** Start Given information **
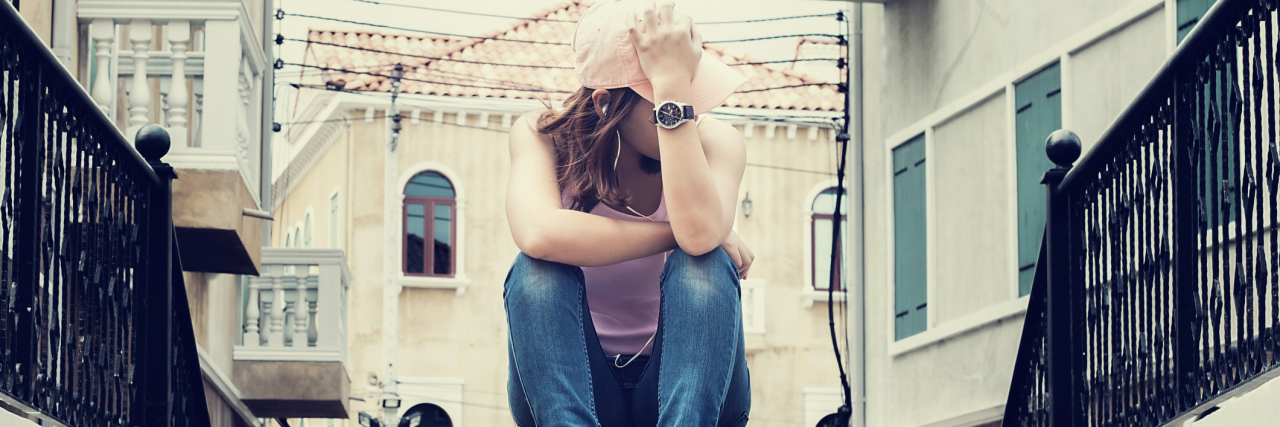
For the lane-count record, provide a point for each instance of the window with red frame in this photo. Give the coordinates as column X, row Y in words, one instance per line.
column 821, row 226
column 430, row 235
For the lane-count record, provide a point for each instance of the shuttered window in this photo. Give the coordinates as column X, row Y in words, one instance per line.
column 1038, row 102
column 910, row 298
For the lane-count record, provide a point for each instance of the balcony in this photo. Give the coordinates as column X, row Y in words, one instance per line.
column 195, row 68
column 292, row 357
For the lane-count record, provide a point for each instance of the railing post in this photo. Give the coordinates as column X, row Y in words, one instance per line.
column 1184, row 233
column 1063, row 148
column 155, row 316
column 26, row 206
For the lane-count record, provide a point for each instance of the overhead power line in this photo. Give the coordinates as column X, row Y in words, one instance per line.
column 423, row 56
column 574, row 22
column 423, row 31
column 519, row 65
column 433, row 82
column 525, row 41
column 462, row 12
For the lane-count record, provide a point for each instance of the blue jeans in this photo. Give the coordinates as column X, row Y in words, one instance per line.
column 560, row 376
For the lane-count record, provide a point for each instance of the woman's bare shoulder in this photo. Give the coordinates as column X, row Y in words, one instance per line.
column 720, row 136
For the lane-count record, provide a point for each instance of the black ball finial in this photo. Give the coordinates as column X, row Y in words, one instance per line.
column 152, row 142
column 1063, row 147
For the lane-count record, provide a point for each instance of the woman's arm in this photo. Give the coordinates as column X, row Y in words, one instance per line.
column 543, row 229
column 702, row 168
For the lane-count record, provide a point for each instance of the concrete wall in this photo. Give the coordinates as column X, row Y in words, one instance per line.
column 946, row 68
column 443, row 334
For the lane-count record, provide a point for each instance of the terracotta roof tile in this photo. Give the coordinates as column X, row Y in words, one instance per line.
column 467, row 79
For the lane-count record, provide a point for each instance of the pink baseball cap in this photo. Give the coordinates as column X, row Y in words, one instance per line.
column 607, row 59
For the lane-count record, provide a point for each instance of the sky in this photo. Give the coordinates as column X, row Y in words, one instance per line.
column 700, row 10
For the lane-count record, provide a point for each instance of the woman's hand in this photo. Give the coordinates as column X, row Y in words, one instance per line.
column 739, row 252
column 668, row 46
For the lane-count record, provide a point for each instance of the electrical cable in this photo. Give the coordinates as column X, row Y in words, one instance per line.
column 525, row 41
column 433, row 82
column 423, row 56
column 421, row 31
column 570, row 21
column 521, row 65
column 462, row 13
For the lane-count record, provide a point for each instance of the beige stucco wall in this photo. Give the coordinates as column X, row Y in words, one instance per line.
column 942, row 51
column 448, row 335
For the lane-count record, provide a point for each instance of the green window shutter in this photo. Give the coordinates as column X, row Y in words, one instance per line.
column 909, row 239
column 1038, row 101
column 1189, row 12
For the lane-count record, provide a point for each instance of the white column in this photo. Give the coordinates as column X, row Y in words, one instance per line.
column 179, row 36
column 251, row 315
column 332, row 304
column 103, row 31
column 277, row 338
column 300, row 307
column 220, row 104
column 140, row 93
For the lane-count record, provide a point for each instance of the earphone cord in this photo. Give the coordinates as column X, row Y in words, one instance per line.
column 616, row 155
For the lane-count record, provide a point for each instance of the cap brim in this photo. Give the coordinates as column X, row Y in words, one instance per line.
column 713, row 83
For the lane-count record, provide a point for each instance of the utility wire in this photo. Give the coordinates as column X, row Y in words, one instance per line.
column 433, row 82
column 521, row 65
column 570, row 21
column 516, row 88
column 782, row 87
column 421, row 31
column 522, row 41
column 462, row 13
column 424, row 56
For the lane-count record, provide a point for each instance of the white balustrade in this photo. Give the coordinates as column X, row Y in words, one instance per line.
column 103, row 31
column 178, row 36
column 140, row 93
column 305, row 293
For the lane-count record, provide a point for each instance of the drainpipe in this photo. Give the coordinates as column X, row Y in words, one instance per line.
column 855, row 299
column 268, row 125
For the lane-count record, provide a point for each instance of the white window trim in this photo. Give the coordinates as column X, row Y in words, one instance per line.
column 808, row 295
column 334, row 232
column 929, row 235
column 440, row 391
column 460, row 281
column 1061, row 54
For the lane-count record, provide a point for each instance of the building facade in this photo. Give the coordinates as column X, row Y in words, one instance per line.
column 954, row 206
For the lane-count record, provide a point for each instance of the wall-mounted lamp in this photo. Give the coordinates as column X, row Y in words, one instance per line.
column 391, row 400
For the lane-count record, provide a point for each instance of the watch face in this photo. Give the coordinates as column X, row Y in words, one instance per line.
column 670, row 114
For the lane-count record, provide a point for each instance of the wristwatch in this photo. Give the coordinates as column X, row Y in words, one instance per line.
column 671, row 114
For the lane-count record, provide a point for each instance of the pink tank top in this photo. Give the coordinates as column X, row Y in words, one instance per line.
column 624, row 297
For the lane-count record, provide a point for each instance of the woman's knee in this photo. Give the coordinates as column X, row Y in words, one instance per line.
column 700, row 278
column 536, row 281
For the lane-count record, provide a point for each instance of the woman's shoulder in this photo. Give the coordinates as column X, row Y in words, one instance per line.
column 720, row 136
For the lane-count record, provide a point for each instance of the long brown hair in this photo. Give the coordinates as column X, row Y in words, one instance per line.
column 585, row 146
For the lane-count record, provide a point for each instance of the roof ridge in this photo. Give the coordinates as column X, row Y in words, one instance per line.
column 502, row 30
column 745, row 58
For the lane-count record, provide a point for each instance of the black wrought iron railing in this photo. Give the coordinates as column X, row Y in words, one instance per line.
column 1161, row 290
column 86, row 242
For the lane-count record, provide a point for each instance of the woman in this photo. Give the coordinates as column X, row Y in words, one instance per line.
column 622, row 307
** End Given information **
| Aim of the task |
Render every line of the listing above as a JSON list of strings, one string per line, with blank lines skipped. Leave the pictures out of the answer.

| Problem solution |
[
  "For the lane-count record, provide a point for each instance of the window with red frame in this photo. Give the coordinates as column X, row Y in words, one instance per line.",
  "column 821, row 226",
  "column 430, row 235",
  "For the lane-count record, provide a point for each instance of the shuttered window in this photo. Give the coordinates as column X, row Y in words, one instance per line.",
  "column 1038, row 102",
  "column 910, row 298",
  "For the lane-count record, provide a point for each instance of the balcony in this photo. Give the coordinates as column X, row Y in words, one instance per line.",
  "column 195, row 68",
  "column 292, row 357",
  "For the lane-count record, provide a point for each instance of the railing post in this photo. Give the coordinates as column X, row Y in words, one instance per line.",
  "column 1184, row 233",
  "column 1063, row 148",
  "column 155, row 316",
  "column 26, row 206",
  "For the lane-count record, provide a point for each instance of the overhead power line in this photo. Give the coordinates as column X, row Y in words, one instance per line.",
  "column 423, row 56",
  "column 574, row 22",
  "column 423, row 31",
  "column 519, row 65",
  "column 433, row 82",
  "column 525, row 41",
  "column 462, row 12",
  "For the lane-count record, provide a point for each instance of the blue jeans in this photo. Give the coordinates as column X, row Y in words, one instance per line.",
  "column 560, row 376",
  "For the lane-count record, provide a point for each instance of the woman's bare shoulder in this photo. Give the coordinates as column X, row Y in words, one instance per line.",
  "column 720, row 136",
  "For the lane-count record, provide a point for each instance of the black ball finial in this photo. Give the coordinates as column X, row Y in words, one instance per line.",
  "column 152, row 142",
  "column 1063, row 147",
  "For the lane-count record, provide a point for each instance of the woman's arm in this photo. Give the coordinates as column X, row Y in words, one instance per line.",
  "column 543, row 229",
  "column 702, row 168",
  "For the lane-count record, provide a point for each instance of the concrete wall in this photo. Give the coordinates as column X, row Y in words, one instance per line.",
  "column 946, row 68",
  "column 443, row 334",
  "For the lane-count record, provide a point for each instance of the terracotta roof tile in this photo. Give the coordinates as column X, row Y in words, one instance per line.",
  "column 467, row 79",
  "For the lane-count record, provide a point for each instance of the pink baseball cap in this photo. Give the coordinates as column X, row Y in words, one instance per line.",
  "column 607, row 59",
  "For the lane-count record, provide a point for each instance of the sky in this photo. Give the coordinates as column X, row Y in words, one instance per line.",
  "column 700, row 10",
  "For the lane-count record, provide a point for each instance of the woman's hand in this photo. Give the coordinates as column X, row Y in words, one instance per line.",
  "column 739, row 252",
  "column 668, row 46",
  "For the lane-count record, provide a point for each instance of the electrical cable in this photo. Give the coordinates as column X, row Y in words, one instance per line.",
  "column 525, row 41",
  "column 433, row 82",
  "column 423, row 56",
  "column 421, row 31",
  "column 570, row 21",
  "column 521, row 65",
  "column 462, row 13",
  "For the lane-count record, provide a point for each instance of the beige stucco wall in this photo. Give the coordinates as column X, row Y in words, one instance per line.",
  "column 942, row 51",
  "column 448, row 335",
  "For the lane-count record, provide a point for each instance of the green window shutter in this photo. Give the coordinates as column X, row Y in words, one instance per line.",
  "column 909, row 239",
  "column 1038, row 101",
  "column 1189, row 12",
  "For the lane-count record, provide a point for each instance of the white column in this photo. Give the coordinates as column X, row Y in words, one instance per line.",
  "column 179, row 36",
  "column 251, row 315",
  "column 332, row 304",
  "column 103, row 31",
  "column 277, row 338",
  "column 300, row 307",
  "column 220, row 104",
  "column 140, row 93",
  "For the lane-count record, provide a point for each instance of the earphone cord in this photo. Give the coordinates as column X, row Y in words, one instance per line.",
  "column 616, row 155",
  "For the lane-count record, provide a point for each instance of the cap brim in this photo. Give the coordinates as column X, row Y in words, one instance per line.",
  "column 713, row 83",
  "For the lane-count record, provide a point for each instance of the utility wire in this photo. Give the coordinates as column X, row Y in words, one instance per line.",
  "column 433, row 82",
  "column 521, row 65",
  "column 570, row 21",
  "column 516, row 88",
  "column 782, row 87",
  "column 421, row 31",
  "column 522, row 41",
  "column 462, row 13",
  "column 424, row 56",
  "For the lane-count record, provide a point for each instance of the white balustrade in this photo. Give the coordinates as column X, row Y in words, one instance per line.",
  "column 103, row 31",
  "column 178, row 36",
  "column 140, row 93",
  "column 305, row 293",
  "For the lane-count record, provide a point for each instance of the drainpipe in this photo. Give the coordinates as column X, row Y in words, one instance per line.",
  "column 855, row 299",
  "column 268, row 125",
  "For the lane-count record, provide a point for each instance of the white window trim in this photo. Give the coordinates as column X, row Y in words, one instance per line.",
  "column 808, row 295",
  "column 334, row 232",
  "column 929, row 235",
  "column 440, row 391",
  "column 460, row 281",
  "column 1061, row 54",
  "For the lane-count record, provide a point for each instance of the building facade in this photo. Give the coordinates as column X, row Y in words, one instance per line.",
  "column 954, row 206",
  "For the lane-count record, provide a point for each instance of the wall-mounted lamp in this photo. Give the coordinates as column X, row Y in words, one instance per line.",
  "column 391, row 400",
  "For the lane-count record, provide a point for each instance of the watch face in this photo. Give the coordinates as column X, row Y in words, one instance per line.",
  "column 670, row 114",
  "For the lane-count record, provide a point for each instance of the wristwatch in this photo. Give the coordinates as column X, row Y in words, one instance per line.",
  "column 671, row 114",
  "For the lane-count record, provide a point for each instance of the pink tank top in this photo. Give the coordinates as column X, row Y in words, one instance per line.",
  "column 624, row 297",
  "For the lane-count record, provide a point for each instance of the woman's knee in this photo. Give the coordinates as column X, row Y in words, one instance per line.",
  "column 700, row 278",
  "column 536, row 281",
  "For the lane-count record, provide a point for each instance of the woman's shoulder in this photo. Give the coordinates as column X, row Y in words, one instance per line.",
  "column 720, row 136",
  "For the lane-count record, provide a point for each instance of the long brown hair in this photo. Give the coordinates as column X, row Y in words, one instance per line.",
  "column 585, row 146",
  "For the lane-count record, provide a point for each instance of the roof ridge in this photo. Give the coordinates as column X, row Y in words, one instance per line.",
  "column 502, row 30",
  "column 745, row 58",
  "For the lane-count record, provide a point for each instance of the black wrought iron railing in this photo. Give the coordinates as column X, row Y in words, one instance per line.",
  "column 1161, row 290",
  "column 86, row 242",
  "For the lane-count record, provide a point for each instance of the woman in this photo. Give the coordinates as column X, row Y in words, one instance per line.",
  "column 622, row 307"
]